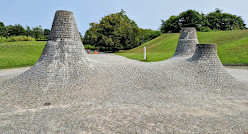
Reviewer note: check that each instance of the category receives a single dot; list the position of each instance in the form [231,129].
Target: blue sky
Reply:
[146,13]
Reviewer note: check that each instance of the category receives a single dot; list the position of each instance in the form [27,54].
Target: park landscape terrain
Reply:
[183,90]
[232,49]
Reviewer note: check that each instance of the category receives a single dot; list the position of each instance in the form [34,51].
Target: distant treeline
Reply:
[116,31]
[17,30]
[216,20]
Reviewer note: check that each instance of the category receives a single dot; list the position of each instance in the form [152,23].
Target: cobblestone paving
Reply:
[68,91]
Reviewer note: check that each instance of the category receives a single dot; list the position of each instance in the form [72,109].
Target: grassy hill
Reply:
[232,49]
[20,54]
[232,46]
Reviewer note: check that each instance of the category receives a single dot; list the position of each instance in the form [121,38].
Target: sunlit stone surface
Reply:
[68,91]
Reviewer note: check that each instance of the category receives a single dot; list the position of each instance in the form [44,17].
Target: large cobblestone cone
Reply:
[62,64]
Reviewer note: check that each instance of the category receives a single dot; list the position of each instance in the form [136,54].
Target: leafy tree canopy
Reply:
[113,32]
[216,20]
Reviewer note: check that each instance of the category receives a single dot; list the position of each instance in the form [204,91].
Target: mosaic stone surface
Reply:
[69,91]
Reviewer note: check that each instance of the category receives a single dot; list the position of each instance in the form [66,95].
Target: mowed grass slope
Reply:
[232,49]
[20,54]
[232,46]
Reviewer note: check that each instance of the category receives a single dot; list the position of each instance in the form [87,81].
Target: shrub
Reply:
[19,38]
[205,29]
[2,39]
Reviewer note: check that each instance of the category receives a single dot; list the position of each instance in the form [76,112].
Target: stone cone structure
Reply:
[187,42]
[63,60]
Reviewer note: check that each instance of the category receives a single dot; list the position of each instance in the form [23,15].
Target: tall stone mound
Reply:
[63,61]
[186,43]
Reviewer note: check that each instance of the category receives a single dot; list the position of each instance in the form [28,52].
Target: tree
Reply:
[3,30]
[148,34]
[191,18]
[113,32]
[15,30]
[171,25]
[224,21]
[46,33]
[213,21]
[38,33]
[29,32]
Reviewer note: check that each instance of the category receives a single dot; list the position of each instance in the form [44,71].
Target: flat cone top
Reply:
[188,33]
[187,42]
[64,27]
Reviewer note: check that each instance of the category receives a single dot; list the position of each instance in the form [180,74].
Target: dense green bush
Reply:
[213,21]
[16,38]
[205,29]
[149,34]
[2,39]
[113,32]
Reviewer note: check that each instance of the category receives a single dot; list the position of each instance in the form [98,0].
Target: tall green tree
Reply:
[224,21]
[213,21]
[113,32]
[38,33]
[15,30]
[3,30]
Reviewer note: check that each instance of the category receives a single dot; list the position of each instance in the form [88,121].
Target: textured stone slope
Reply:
[68,91]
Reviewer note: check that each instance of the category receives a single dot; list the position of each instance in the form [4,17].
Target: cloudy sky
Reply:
[146,13]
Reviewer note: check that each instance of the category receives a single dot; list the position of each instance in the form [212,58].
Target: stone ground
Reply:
[239,72]
[128,96]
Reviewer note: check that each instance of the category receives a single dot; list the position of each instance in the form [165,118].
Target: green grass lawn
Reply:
[20,54]
[232,49]
[232,46]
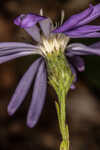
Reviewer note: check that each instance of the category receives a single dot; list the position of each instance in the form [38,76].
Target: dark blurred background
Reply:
[83,104]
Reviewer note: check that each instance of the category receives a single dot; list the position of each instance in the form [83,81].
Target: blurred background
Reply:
[83,104]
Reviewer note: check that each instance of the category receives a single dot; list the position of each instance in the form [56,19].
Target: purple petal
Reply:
[73,87]
[16,44]
[38,97]
[88,31]
[23,87]
[10,48]
[34,32]
[81,49]
[74,20]
[78,63]
[46,26]
[29,20]
[95,45]
[85,29]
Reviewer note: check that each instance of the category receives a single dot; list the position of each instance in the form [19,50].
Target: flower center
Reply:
[54,43]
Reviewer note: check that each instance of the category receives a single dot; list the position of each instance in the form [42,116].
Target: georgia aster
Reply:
[59,59]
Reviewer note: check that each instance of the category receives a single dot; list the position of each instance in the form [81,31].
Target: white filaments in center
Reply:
[54,43]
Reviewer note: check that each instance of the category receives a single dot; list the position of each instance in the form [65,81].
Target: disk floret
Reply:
[53,43]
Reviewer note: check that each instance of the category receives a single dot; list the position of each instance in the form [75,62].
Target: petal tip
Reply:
[10,110]
[31,123]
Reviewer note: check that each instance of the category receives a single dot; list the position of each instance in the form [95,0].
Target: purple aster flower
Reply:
[49,39]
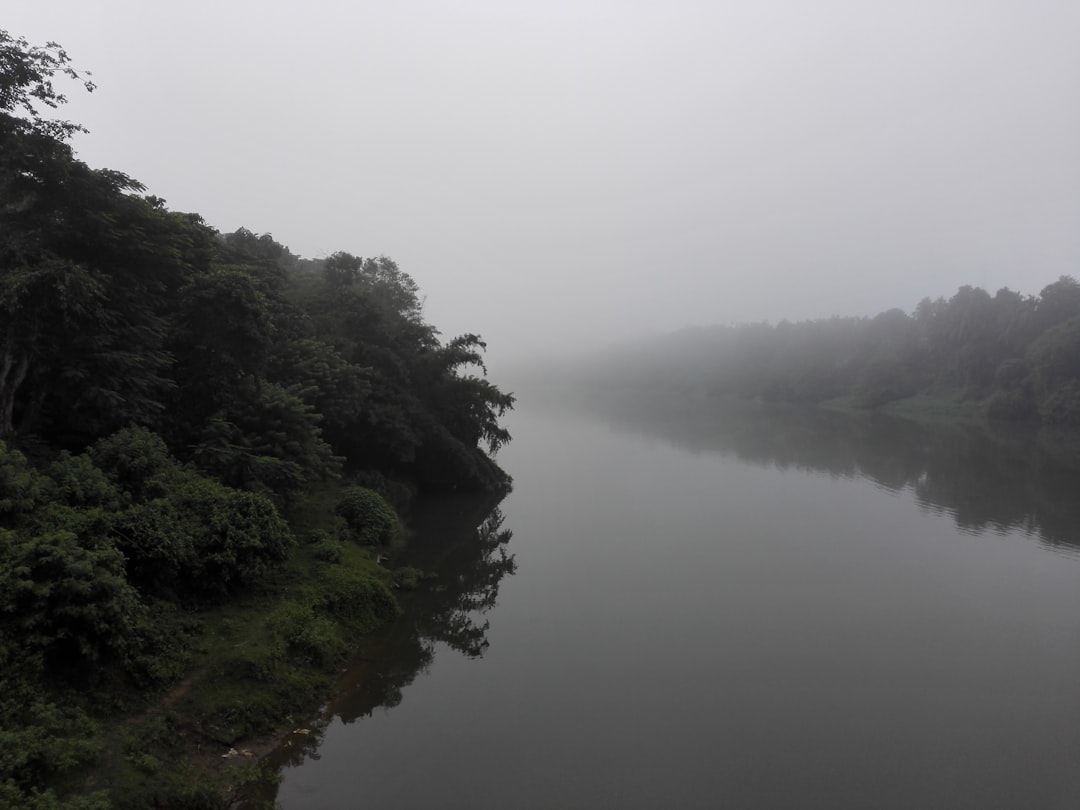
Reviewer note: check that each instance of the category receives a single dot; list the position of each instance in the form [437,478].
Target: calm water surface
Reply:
[747,609]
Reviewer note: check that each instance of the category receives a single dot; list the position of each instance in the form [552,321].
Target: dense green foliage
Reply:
[166,393]
[369,518]
[1018,355]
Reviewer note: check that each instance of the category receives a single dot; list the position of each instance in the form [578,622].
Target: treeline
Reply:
[1016,355]
[165,392]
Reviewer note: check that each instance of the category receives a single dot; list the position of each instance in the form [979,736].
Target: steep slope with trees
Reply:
[169,395]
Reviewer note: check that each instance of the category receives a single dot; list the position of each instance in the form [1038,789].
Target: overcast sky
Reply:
[561,172]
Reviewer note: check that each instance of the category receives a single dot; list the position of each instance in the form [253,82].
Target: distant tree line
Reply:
[1015,355]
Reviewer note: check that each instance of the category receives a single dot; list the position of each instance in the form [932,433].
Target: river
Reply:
[705,607]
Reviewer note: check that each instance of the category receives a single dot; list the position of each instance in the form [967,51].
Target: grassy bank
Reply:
[251,667]
[943,405]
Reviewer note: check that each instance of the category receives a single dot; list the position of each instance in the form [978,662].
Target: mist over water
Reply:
[754,607]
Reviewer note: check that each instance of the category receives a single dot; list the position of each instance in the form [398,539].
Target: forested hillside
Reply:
[1016,356]
[169,395]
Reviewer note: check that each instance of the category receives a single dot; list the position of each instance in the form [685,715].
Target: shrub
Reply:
[370,520]
[308,635]
[325,547]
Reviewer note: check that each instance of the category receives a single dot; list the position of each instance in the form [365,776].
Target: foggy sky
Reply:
[570,172]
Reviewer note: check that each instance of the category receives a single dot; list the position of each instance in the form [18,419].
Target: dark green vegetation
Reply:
[1013,356]
[201,437]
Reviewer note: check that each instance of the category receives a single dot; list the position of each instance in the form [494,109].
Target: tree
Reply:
[26,83]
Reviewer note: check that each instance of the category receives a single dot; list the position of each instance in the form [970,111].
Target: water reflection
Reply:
[990,478]
[462,540]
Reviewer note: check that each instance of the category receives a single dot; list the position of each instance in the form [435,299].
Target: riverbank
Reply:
[254,667]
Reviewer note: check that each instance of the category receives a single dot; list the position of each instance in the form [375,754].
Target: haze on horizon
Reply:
[570,173]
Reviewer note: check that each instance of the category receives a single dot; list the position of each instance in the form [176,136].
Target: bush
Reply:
[325,547]
[138,461]
[370,520]
[237,536]
[307,635]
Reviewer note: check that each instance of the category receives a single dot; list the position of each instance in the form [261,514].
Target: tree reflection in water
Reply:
[461,541]
[997,477]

■ ■ ■ ■ ■ ■ ■

(Short exercise): Locate the line with "the form [435,299]." in the entries above; extract it and every line after it, verbatim.

(Solved exercise):
Reviewer note: check that each instance of the category receives a single dot; list the position of each instance in the form [435,299].
Target: riverbank
Reply:
[254,667]
Reviewer note: check that each instance of the category receives a single dot; list the position of each instance in the form [375,754].
Target: haze on horizon
Reply:
[570,173]
Reviewer note: check that each instance of the category receives a single dot; list the position of each instance in the form [176,136].
Target: bush
Reply:
[325,547]
[138,461]
[370,520]
[237,536]
[307,635]
Reviewer note: check that each instance of the category receives a single dot; list the position of each instance in the form [261,514].
Target: tree reflection in water
Reply:
[461,541]
[997,477]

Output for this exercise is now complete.